■ Directions for this task: Return each line of the material below that contains the string "water", copying every such line in full and unchanged.

+++ Stored rows

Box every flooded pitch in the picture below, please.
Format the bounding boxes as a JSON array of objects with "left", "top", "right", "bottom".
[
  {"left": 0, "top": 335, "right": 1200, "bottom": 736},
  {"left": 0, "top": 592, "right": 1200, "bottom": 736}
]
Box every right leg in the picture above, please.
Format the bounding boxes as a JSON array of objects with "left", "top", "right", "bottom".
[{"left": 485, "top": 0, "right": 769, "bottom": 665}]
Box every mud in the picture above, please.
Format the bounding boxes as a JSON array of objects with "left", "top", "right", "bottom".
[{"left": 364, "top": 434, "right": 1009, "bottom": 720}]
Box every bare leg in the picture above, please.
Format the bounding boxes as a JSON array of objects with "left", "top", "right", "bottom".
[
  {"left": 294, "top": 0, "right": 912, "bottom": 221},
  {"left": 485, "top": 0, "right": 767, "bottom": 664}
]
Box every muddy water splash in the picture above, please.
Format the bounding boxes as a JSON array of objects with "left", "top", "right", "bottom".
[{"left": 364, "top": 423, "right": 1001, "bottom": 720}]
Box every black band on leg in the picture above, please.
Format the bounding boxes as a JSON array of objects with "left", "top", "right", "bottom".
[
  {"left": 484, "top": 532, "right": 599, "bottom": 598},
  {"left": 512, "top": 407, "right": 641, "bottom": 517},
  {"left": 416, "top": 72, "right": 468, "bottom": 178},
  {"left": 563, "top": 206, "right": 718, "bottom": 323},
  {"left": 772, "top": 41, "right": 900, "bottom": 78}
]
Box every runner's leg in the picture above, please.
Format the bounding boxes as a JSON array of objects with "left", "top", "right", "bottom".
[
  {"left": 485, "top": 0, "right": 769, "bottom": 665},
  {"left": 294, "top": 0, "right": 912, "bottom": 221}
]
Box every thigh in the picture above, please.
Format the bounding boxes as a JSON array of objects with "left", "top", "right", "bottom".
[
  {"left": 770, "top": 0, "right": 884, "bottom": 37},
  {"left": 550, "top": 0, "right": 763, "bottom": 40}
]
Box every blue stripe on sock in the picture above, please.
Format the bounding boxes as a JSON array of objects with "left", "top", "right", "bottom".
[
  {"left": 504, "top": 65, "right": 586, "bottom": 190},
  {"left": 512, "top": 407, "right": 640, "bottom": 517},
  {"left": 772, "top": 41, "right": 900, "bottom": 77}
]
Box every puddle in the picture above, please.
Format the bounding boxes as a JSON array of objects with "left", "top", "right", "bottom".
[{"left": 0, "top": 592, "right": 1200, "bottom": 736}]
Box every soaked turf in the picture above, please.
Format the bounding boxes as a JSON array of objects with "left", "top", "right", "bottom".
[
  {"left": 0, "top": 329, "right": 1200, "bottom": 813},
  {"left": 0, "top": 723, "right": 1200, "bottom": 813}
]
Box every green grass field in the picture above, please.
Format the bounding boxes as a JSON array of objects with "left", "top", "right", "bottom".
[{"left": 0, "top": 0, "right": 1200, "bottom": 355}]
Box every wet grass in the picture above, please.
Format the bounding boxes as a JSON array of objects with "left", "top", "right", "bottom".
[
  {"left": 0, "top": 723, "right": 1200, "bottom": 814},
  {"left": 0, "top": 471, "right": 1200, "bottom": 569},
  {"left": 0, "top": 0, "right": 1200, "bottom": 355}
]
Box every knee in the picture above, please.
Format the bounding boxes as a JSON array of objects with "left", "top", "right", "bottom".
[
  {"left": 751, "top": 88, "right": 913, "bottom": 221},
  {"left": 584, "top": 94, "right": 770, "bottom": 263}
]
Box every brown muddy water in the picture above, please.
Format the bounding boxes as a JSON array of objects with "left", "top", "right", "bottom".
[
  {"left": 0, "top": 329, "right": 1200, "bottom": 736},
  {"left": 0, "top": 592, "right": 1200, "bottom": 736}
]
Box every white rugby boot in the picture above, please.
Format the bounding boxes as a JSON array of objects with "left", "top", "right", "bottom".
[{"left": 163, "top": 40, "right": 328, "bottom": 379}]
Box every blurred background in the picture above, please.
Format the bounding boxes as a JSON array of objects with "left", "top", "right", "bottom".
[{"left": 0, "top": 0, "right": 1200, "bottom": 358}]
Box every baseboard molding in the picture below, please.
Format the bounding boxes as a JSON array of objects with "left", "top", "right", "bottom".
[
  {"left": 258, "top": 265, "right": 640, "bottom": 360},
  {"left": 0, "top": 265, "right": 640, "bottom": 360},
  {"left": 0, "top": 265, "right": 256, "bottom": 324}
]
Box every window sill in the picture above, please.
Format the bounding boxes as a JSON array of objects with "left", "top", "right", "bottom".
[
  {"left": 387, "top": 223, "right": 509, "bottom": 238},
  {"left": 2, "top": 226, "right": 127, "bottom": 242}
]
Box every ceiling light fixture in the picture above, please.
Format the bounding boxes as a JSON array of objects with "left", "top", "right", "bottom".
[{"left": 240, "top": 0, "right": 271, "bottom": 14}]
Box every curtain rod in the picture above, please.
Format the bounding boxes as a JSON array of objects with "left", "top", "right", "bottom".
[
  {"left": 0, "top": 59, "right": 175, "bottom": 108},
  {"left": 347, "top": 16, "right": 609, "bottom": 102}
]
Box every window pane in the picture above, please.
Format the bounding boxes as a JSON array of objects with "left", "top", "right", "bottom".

++++++

■ Answer for the task:
Box every muddy water splash in the picture above, please.
Box every brown muddy water in the picture above, please.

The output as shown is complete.